Dataset records:
"""

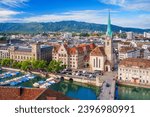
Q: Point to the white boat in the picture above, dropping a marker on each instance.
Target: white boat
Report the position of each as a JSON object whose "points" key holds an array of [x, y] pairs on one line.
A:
{"points": [[49, 79], [36, 85]]}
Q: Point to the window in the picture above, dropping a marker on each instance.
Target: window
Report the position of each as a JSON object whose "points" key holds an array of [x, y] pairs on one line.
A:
{"points": [[107, 43], [99, 63], [94, 62]]}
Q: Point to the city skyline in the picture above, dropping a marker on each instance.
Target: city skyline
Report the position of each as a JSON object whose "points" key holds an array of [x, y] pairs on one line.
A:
{"points": [[123, 12]]}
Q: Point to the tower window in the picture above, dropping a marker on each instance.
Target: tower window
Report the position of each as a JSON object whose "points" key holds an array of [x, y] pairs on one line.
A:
{"points": [[107, 43]]}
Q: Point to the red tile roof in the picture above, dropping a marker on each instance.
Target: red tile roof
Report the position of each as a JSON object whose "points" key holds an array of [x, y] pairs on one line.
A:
{"points": [[137, 62], [12, 93], [98, 51]]}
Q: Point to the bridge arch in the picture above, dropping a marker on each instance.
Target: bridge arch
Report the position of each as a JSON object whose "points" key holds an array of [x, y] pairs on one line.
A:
{"points": [[71, 80], [62, 78]]}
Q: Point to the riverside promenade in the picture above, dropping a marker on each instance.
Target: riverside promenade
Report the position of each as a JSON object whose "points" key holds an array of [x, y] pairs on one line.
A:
{"points": [[107, 91]]}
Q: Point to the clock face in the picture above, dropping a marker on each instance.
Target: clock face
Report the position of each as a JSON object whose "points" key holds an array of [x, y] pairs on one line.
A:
{"points": [[108, 38]]}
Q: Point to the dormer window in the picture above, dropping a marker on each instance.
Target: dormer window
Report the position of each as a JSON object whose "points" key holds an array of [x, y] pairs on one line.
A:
{"points": [[107, 43]]}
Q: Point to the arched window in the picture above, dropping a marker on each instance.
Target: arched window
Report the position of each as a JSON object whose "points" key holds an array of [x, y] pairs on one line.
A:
{"points": [[107, 43]]}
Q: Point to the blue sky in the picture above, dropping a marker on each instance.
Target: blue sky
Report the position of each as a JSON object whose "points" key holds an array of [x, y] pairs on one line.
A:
{"points": [[128, 13]]}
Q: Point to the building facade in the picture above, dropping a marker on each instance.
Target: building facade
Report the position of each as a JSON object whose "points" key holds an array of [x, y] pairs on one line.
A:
{"points": [[4, 52], [147, 53], [102, 58], [72, 57], [134, 70], [35, 52], [129, 52]]}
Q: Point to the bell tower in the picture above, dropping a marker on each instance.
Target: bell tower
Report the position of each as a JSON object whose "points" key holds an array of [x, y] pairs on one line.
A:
{"points": [[109, 42]]}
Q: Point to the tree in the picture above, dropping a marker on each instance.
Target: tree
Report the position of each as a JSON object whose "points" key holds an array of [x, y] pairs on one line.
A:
{"points": [[55, 66], [6, 62], [26, 65], [42, 64]]}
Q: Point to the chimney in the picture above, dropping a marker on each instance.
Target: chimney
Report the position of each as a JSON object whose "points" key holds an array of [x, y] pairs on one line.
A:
{"points": [[20, 91]]}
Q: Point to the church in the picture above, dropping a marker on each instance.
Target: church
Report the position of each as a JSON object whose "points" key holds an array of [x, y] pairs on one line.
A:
{"points": [[102, 58]]}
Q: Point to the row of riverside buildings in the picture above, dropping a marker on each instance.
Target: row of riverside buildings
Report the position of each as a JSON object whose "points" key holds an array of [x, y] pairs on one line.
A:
{"points": [[35, 51], [75, 57], [133, 67]]}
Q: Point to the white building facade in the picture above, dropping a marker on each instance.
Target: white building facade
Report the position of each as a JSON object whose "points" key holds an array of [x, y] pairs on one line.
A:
{"points": [[134, 70]]}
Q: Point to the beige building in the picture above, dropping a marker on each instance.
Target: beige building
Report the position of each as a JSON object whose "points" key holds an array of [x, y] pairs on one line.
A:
{"points": [[134, 70], [4, 52], [102, 58], [73, 57], [35, 52], [129, 52]]}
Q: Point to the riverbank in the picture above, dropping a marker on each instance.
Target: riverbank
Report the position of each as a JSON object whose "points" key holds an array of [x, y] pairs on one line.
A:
{"points": [[92, 82], [133, 85]]}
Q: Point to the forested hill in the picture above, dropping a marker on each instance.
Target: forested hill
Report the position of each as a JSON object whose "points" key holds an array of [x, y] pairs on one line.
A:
{"points": [[70, 26]]}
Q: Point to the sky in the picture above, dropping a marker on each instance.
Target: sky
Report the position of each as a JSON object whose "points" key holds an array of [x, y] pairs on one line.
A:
{"points": [[126, 13]]}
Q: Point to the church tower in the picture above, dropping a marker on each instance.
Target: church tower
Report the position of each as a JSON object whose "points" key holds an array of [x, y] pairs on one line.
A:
{"points": [[109, 43]]}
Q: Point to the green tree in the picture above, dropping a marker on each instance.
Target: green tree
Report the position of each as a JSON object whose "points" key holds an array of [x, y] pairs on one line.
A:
{"points": [[26, 65], [55, 66], [6, 62]]}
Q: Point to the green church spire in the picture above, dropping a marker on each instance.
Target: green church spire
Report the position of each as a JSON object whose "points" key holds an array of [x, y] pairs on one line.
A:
{"points": [[109, 31]]}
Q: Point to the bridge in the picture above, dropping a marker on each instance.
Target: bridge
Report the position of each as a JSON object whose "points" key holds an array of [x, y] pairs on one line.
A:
{"points": [[81, 79], [108, 90]]}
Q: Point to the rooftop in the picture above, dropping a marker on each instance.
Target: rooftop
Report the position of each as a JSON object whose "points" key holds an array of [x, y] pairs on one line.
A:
{"points": [[98, 51], [136, 62], [13, 93]]}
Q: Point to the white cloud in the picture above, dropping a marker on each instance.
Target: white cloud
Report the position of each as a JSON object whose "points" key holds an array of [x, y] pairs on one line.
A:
{"points": [[129, 4], [7, 13], [13, 3], [84, 15], [94, 16]]}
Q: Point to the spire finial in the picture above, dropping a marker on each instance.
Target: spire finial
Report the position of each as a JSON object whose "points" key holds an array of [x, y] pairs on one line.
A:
{"points": [[109, 31]]}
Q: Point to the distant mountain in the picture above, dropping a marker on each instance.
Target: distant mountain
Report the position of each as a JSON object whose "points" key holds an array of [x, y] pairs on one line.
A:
{"points": [[71, 26]]}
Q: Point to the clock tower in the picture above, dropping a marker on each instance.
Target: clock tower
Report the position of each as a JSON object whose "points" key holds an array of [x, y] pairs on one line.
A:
{"points": [[109, 43]]}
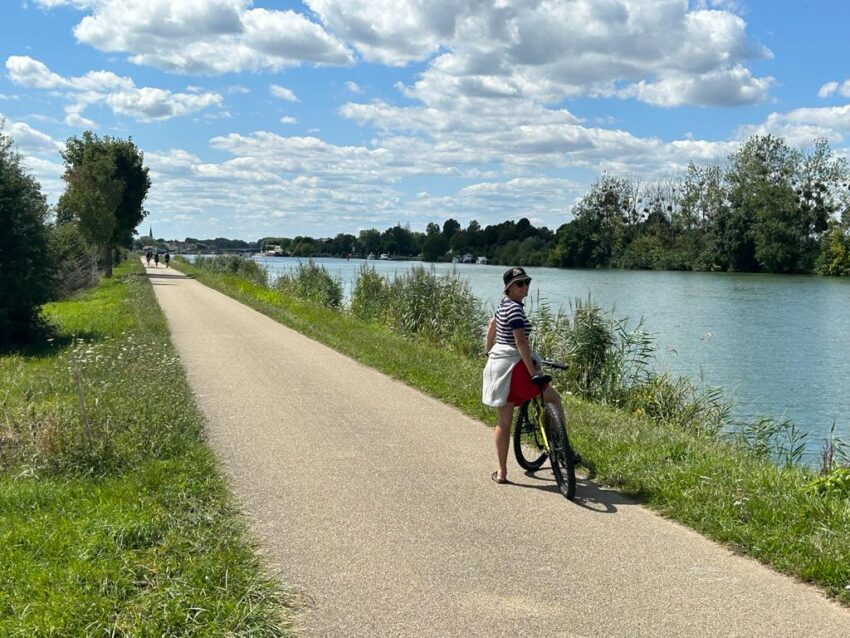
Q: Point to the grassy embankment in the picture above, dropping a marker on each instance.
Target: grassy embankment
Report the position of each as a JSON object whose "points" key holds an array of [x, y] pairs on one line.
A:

"""

Problem to solve: A word-for-word copy of the records above is needed, pictures excluded.

Exercise output:
Q: Point to the white boat in the picture above, dropping a marker on each instance.
Target: white boat
Report the position of each as a JSON object whose "points" key holds an array of [x, y] pairs on one line.
A:
{"points": [[49, 79], [36, 85]]}
Q: Point to the window in the picture above, dropping a marker on each instance.
Target: window
Report the position of each as a JSON object whose "points" key holds an array of [x, y] pairs on one line.
A:
{"points": [[107, 43], [99, 63], [94, 62]]}
Q: Point to the city skyline in the picture above, dropping a marker on each instance.
Target: city skyline
Report the position of each as a JSON object whose "points" key holds an array of [x, y] pairs on one line.
A:
{"points": [[123, 12]]}
Q: Point to the tower window in the picture above, dropping a marker on each instance.
Target: tower window
Report the position of each as a JSON object whose "points" key holds an array of [x, y] pairs on one line.
A:
{"points": [[107, 43]]}
Q: Point to the red tile roof in the picture above, dropping a marker on each instance.
Target: red tile roof
Report the position of each as a JSON object whose "points" key holds an array of [x, y] pairs on one line.
A:
{"points": [[137, 62], [12, 93], [98, 51]]}
Q: Point to the bridge arch in the picture above, dropping a marker on each instance.
Target: bridge arch
Report the position of each as a JSON object whose "points" key holds an array of [x, y] pairs on one line.
A:
{"points": [[71, 80], [62, 78]]}
Q: Point to the riverside promenade in the picture above, dropping a marker on each instance.
Target: riverside promenade
Report the position of each as a JSON object whose "points" key holds an array of [x, y] pairs on one line.
A:
{"points": [[107, 91]]}
Q: Point to the clock face in the picture above, dropping a marker on each instance.
Target: clock face
Report the position of each as a JSON object whose "points" key holds an array of [x, y] pairs on one line.
A:
{"points": [[108, 38]]}
Q: Point to the dormer window in the picture above, dropping a marker on each instance.
Target: dormer window
Report the position of each as a JSON object whose "points" key holds an array of [x, y] pairs on one line.
A:
{"points": [[107, 43]]}
Q: Point to the arched window in the picture above, dropping a marker on each instance.
Target: arched window
Report the position of each as a JSON object whose "points" key holds an array of [x, y] pairs on one line.
A:
{"points": [[107, 43]]}
Q: Point to the blue sky in the picture above, dropping a marker on each instance.
Target: blue sky
Report the position of each as a JSON object whose "points" key holds an array of [x, y] pairs on one line.
A:
{"points": [[128, 13]]}
Q: Point to the building facade in the picture above, dropping a marker on each instance.
Target: building facade
Report the position of each as a JSON object whose "points" key holds an array of [x, y] pairs on one line.
A:
{"points": [[4, 52], [147, 53], [102, 58], [72, 57], [134, 70], [35, 52], [129, 52]]}
Q: Point to the bell tower in the picture above, dropping a marker on each instance.
Target: bell tower
Report the position of each as a JSON object whose "points" key holds an array of [x, y] pairs on one line.
A:
{"points": [[109, 42]]}
Q: Point to the tree in the picture above, dropping a marker on each instance.
Target: tree
Report the position of each as a JSON object whose "points" key holds an array of [x, y] pairs on one line.
A:
{"points": [[55, 66], [6, 62], [26, 65], [42, 64]]}
Q: Point to the chimney in the picture above, dropping a marker on each instance.
Target: chimney
Report the position of each as a JSON object whose "points" key holds an array of [x, y] pairs on one line.
A:
{"points": [[20, 91]]}
Q: Point to the church in the picture above, dropping a marker on each instance.
Target: church
Report the position of each as a JSON object whose "points" key holds an array of [x, y] pairs on one line.
A:
{"points": [[102, 58]]}
Q: Point to the row of riverside buildings in the picture above, dropping a marker on each instance.
Target: row of riverside buildings
Report the position of each as a JSON object whose "points" key holds an array of [x, y] pairs on one line.
A:
{"points": [[35, 51], [75, 57], [133, 67]]}
Q: Point to the white building facade in the picture above, dropping a marker on each instance.
Target: white building facade
Report the position of each as a JSON object whose "points" key holds an array of [x, y] pairs on one line.
A:
{"points": [[134, 70]]}
Q: Point to the beige building in the picture above, dropping a marker on each instance.
Target: beige building
Report the position of each as a JSON object whose "points" key holds an array of [x, y] pairs on one line.
A:
{"points": [[134, 70], [4, 52], [102, 58], [73, 57], [35, 52], [129, 52]]}
Q: Point to the riverbank in the picture above, dropping a marker on each instance.
Target: riverbank
Report the position of each as a JSON object whose "points" key holds an array of [x, y] pairs on one line.
A:
{"points": [[92, 82], [133, 85]]}
Q: Point to the forested hill in the picture above, dropping a marker on each instance.
Target: forested hill
Report the position of each as a JSON object whose "points" key holds an array of [x, y] pairs on one line.
A:
{"points": [[70, 26]]}
Q: Point to the sky in the picture above, dropping a marker on each instance.
Target: sky
Report the position of each as a JSON object whose "points" key holds an array of [x, y] pairs on one line.
A:
{"points": [[126, 13]]}
Q: Point to the church tower in the picture above, dropping a marker on each instance.
Target: church tower
Report the position of each as a JSON object whose "points" key holds an array of [x, y] pairs on one line.
A:
{"points": [[109, 43]]}
Q: Point to the green tree in the picture above, dropping a marker on each instance.
Target: green tree
Report the position of each as a JSON object whose "points" key holds an array of [x, y] pairs on one line.
A:
{"points": [[26, 65], [55, 66], [6, 62]]}
Q: Point to the green church spire in the picture above, dropping a marker on each instance.
Target: green church spire
Report the position of each as a JSON object whose "points" key holds an array of [x, y] pairs on one line.
A:
{"points": [[109, 31]]}
Q: Point to the bridge in the picture above, dropping a marker on each instance.
Target: bridge
Report the position of each as a JSON object whose "points" key holds an array of [x, y] pairs on one line.
A:
{"points": [[81, 79], [108, 90]]}
Q: Point to the rooftop in the picture above, dropping a marker on each instance.
Target: rooftop
Report the position of each as a JSON object whose "points" key holds an array of [x, y] pairs on one line.
A:
{"points": [[98, 51], [136, 62], [13, 93]]}
Q: Point to the white cloud in the picture above, dropping a marker on each instance.
Target: white cloud
Report the position of each as a JSON object whose "points" key holds an array of [x, y] pairs on one line.
A:
{"points": [[129, 4], [7, 13], [13, 3], [84, 15], [94, 16]]}
Q: Point to the spire finial in the picture above, dropping a marker on each instance.
Target: spire finial
Report the position of each as a JSON object whose "points" key holds an array of [x, y] pairs on one line.
A:
{"points": [[109, 31]]}
Q: Point to the distant mountain in the picture above, dropping a marker on each instance.
Target: distant mountain
Report the position of each as a JSON object whose "points" key holds an array of [x, y] pairs on one line.
A:
{"points": [[71, 26]]}
Q: Point to the clock tower in the picture above, dropping a marker on each instance.
Target: clock tower
Report the position of each as a JSON object whose "points" key holds an array of [x, y] pairs on one line.
A:
{"points": [[109, 43]]}
Q: Point to the grassy embankment in the picture above, dropping a marker on each instance.
Target: grassy embankment
Report the position of each as a JSON object whose "points" key holds an array of [x, y] pairs on one line.
A:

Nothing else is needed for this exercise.